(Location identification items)
◆ ◆ ◆

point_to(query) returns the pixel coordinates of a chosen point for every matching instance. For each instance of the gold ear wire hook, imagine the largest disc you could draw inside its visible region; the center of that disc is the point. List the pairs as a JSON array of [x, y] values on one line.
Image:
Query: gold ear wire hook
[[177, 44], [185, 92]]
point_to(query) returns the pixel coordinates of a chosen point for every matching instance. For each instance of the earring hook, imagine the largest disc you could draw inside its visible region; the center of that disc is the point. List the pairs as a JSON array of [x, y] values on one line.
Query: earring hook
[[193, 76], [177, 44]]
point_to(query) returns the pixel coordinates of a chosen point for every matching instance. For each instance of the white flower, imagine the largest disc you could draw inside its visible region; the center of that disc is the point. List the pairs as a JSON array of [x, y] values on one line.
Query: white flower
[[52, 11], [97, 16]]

◆ ◆ ◆

WHAT TO WORK ON
Lay out every line of the entries above as a Markdown table with a column named No. for the row number and a column named Line for the text, skipping any blank lines.

RESPONSE TO THE TASK
| No. | Line |
|---|---|
| 1 | point_to(query) returns the pixel coordinates of a chosen point for every matching instance. For each instance of the gold ear wire hook, imagine the largest disc you could draw inside its visible region; the center of that disc is the point. List the pairs as a JSON array of [x, y] values on one line. |
| 2 | Image: |
| 3 | Query: gold ear wire hook |
| 4 | [[177, 44], [185, 92]] |
| 5 | point_to(query) returns the pixel coordinates of a chosen point for every matching instance. For each instance of the earring hook, imagine the largest disc you could draw inside its visible region; the center of that disc is the point. List the pairs as a JSON array of [x, y] values on one line. |
| 6 | Query: earring hook |
| 7 | [[193, 76], [177, 44]] |
| 8 | point_to(query) returns the pixel coordinates of a chosen point for every matching instance. For each instance of the white flower, imagine the largest disc you could draw inside its visible region; the center of that disc is the point. List the pairs as a JSON array of [x, y] values on one line. |
| 9 | Query: white flower |
| 10 | [[52, 11], [97, 16]] |